▶ [Exercise details]
For each line below with the word "TARGET", write out a copy.

▶ [Raw data]

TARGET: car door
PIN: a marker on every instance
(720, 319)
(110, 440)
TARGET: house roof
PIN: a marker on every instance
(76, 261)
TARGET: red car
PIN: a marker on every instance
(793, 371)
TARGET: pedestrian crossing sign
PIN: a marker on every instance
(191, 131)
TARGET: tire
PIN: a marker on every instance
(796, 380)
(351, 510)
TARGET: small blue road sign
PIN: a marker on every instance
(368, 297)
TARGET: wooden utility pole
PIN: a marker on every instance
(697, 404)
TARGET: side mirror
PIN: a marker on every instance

==

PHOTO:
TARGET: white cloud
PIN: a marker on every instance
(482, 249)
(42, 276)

▶ [Solution below]
TARGET: car door
TARGET: house roof
TARGET: red car
TARGET: pedestrian crossing sign
TARGET: tire
TARGET: small blue road sign
TARGET: wooden utility pole
TARGET: side mirror
TARGET: white cloud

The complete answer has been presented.